GIVEN PROBLEM:
Copy out the line containing "Place one point per instance of the white door" and each line after it, through the last one in the material, exactly as written.

RECORDS PROVIDED:
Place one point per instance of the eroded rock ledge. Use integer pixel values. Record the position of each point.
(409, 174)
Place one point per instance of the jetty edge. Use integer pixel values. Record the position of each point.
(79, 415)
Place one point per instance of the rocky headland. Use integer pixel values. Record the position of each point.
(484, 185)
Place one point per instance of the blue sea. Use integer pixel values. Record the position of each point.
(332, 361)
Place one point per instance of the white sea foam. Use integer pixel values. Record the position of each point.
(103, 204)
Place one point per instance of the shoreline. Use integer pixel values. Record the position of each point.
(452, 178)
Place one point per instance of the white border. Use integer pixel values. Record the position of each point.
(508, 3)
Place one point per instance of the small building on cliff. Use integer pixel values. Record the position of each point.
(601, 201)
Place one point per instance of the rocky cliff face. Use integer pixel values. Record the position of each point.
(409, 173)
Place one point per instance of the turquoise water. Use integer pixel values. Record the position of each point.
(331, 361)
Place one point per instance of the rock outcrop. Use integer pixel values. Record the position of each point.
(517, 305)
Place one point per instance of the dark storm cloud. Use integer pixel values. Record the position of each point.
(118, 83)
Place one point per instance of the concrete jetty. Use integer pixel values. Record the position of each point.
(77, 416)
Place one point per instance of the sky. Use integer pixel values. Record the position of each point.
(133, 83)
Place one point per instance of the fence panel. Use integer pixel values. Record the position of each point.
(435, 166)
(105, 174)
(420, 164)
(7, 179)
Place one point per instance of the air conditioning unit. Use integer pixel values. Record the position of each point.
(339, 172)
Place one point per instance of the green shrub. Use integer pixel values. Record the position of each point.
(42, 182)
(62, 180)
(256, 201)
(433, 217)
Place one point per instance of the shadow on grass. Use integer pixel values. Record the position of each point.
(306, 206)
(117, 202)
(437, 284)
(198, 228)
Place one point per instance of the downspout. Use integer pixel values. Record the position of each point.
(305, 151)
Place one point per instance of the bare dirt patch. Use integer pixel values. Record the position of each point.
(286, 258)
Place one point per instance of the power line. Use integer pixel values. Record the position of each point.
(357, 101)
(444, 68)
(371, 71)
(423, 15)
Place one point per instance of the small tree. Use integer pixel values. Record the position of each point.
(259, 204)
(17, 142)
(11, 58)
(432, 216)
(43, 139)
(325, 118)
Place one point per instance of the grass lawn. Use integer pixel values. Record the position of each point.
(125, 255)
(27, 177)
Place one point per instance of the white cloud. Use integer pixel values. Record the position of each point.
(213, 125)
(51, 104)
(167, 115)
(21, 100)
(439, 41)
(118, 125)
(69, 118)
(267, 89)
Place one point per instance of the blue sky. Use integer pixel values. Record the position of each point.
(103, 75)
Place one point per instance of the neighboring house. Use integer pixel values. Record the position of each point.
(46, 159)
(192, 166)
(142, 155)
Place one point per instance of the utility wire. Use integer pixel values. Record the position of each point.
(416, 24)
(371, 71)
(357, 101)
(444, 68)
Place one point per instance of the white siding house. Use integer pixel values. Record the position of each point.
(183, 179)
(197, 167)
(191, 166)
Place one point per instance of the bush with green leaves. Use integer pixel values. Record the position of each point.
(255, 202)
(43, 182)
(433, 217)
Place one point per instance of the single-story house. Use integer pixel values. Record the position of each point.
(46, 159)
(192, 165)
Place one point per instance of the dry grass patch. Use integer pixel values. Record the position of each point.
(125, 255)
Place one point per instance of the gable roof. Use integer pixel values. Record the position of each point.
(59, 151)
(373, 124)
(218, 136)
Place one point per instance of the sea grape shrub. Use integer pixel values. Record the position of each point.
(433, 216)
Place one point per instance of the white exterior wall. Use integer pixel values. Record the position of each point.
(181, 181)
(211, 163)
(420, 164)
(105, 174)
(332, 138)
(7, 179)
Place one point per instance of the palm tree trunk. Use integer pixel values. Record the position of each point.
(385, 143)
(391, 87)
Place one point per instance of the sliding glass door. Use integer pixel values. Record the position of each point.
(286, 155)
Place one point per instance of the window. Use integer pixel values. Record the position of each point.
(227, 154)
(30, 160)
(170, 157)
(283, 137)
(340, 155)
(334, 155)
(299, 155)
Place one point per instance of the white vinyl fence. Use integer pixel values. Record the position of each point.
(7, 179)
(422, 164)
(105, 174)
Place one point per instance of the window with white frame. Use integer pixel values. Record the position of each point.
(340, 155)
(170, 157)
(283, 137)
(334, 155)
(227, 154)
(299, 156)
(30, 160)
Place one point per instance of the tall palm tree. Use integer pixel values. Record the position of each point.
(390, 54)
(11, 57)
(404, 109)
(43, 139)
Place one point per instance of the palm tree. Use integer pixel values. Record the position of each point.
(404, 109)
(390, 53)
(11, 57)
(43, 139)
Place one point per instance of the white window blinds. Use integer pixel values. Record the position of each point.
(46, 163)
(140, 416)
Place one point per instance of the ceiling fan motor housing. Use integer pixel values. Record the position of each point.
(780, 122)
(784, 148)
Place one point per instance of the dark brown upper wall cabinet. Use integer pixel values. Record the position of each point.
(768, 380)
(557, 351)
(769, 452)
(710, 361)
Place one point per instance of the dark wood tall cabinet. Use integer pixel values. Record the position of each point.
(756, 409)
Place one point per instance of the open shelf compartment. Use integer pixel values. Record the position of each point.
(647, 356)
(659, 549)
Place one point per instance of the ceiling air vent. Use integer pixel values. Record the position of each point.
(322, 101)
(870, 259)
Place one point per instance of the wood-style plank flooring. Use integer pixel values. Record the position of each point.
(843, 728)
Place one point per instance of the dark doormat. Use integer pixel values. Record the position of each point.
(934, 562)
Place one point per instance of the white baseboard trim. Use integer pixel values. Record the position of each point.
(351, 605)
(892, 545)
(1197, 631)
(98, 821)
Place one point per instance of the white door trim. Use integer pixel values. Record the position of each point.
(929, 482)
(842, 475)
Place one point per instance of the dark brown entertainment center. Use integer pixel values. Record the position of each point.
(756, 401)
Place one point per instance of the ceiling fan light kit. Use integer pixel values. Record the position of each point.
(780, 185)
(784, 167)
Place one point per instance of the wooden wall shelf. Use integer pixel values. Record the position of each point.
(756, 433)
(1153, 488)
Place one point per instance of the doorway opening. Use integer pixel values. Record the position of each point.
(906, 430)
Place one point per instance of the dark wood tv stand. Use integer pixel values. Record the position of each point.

SOLUTION BELOW:
Place one point per instance of the white door trim. Use integer pixel values. Record the position of each point.
(929, 482)
(842, 475)
Place one point per instance of the dark brown entertainment center. Use integer pixel values. Record the position of each point.
(756, 401)
Place one point per instance of the ceiling fan light kit. Use integer pixel values. Record the position of each point.
(780, 185)
(784, 167)
Place one point per instance of the wooden wall shelf. Use integer pixel values. Record the position of each point.
(756, 433)
(1153, 488)
Place one point per instance of the doorway opening. Use integer pixel values. Record the position of each point.
(906, 430)
Place one point per instance of the dark wood tv stand. Use integer pixel values. Record the position of each point.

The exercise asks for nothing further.